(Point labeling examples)

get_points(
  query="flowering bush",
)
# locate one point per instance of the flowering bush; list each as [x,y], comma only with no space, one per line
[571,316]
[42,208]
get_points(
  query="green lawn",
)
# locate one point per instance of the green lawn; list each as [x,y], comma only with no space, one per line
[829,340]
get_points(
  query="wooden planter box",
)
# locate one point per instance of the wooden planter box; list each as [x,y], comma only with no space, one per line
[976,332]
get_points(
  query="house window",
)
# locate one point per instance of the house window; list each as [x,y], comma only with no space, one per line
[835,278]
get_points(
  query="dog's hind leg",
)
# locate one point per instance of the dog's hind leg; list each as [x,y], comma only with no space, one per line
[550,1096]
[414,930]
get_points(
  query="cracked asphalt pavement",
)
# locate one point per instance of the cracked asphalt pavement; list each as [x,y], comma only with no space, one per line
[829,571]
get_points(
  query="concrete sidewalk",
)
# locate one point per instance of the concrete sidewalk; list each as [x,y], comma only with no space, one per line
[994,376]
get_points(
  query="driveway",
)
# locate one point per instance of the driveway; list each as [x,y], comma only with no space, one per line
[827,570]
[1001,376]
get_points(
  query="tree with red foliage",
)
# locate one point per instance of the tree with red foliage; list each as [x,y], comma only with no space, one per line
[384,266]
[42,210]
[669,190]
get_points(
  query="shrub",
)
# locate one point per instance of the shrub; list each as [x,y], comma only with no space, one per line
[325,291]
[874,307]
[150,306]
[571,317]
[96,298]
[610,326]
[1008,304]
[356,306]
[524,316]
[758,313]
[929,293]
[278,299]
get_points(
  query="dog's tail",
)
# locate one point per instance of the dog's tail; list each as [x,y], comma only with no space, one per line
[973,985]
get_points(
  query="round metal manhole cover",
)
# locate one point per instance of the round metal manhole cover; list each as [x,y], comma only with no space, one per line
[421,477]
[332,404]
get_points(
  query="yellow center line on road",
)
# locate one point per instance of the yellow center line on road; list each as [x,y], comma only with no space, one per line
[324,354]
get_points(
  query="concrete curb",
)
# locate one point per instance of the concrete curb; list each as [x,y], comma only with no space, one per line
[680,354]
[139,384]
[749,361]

→ Goal of the exercise: Reproduce the full listing above, character for character.

→ Task output:
get_points(
  query="flowering bush",
)
# locate one point per instance of the flowering bush; list each as [x,y], comma only with no space, one per line
[571,316]
[42,208]
get_points(
  query="green lawn",
)
# locate one point per instance of the green lawn; list each as [x,y], comma only with no space, one per line
[829,340]
get_points(
  query="wooden planter box",
)
# locate one point per instance of the wooden planter box; list each as [x,y], comma only with no space, one per line
[976,332]
get_points(
  query="house window",
)
# locate one point per instance of the house window; list each as [x,y], comma only with no space, one per line
[835,278]
get_points(
  query="dog's hind leg",
)
# locate one point per instance of the dog's hind leg; list each as [x,y], comma only with no space, one per line
[550,1096]
[414,930]
get_points(
  query="cracked asphalt pavement",
)
# locate one point per instance of the cracked asphalt pavement; list each as [x,y], comma only with no space, one per line
[829,571]
get_points(
  query="concrete sidewalk",
)
# locate one point per instance of the concrete sidewalk; list each as [x,y], comma only with no space, one per line
[994,376]
get_points(
  query="driveway",
)
# locate one point per instance of the driveway; list each as [x,y], comma only with no space, one per line
[827,570]
[1001,376]
get_points(
  query="tree with red foliage",
)
# locate one point per instance of the tree with red foliage; list each as [x,y], comma only with no space, one per line
[384,266]
[42,210]
[669,190]
get_points(
  query="shrub",
)
# locate one point per instance of the shrub; list each as [x,y], comma only with no space, one per line
[325,291]
[874,307]
[150,306]
[571,317]
[96,298]
[610,326]
[1008,304]
[356,306]
[524,316]
[758,313]
[929,293]
[278,299]
get_points(
  query="dog's tail",
)
# locate one point per instance of the dog's tail; list each as [x,y], comma only with no space, one per line
[973,985]
get_points(
  query="round metal manhole cover",
)
# locate one point per instance of the round metal manhole cover; list each as [x,y], comma only with no space, one per line
[421,477]
[332,404]
get_points(
  query="yellow center line on road",
)
# locate one point per instance of the yellow center line on road; list each as [x,y], comma only with no space, one per line
[324,354]
get_points(
  query="concrete curb",
)
# locate one point per instance of the concrete curb; list each as [x,y], comma only with no space, one per line
[680,354]
[139,384]
[749,361]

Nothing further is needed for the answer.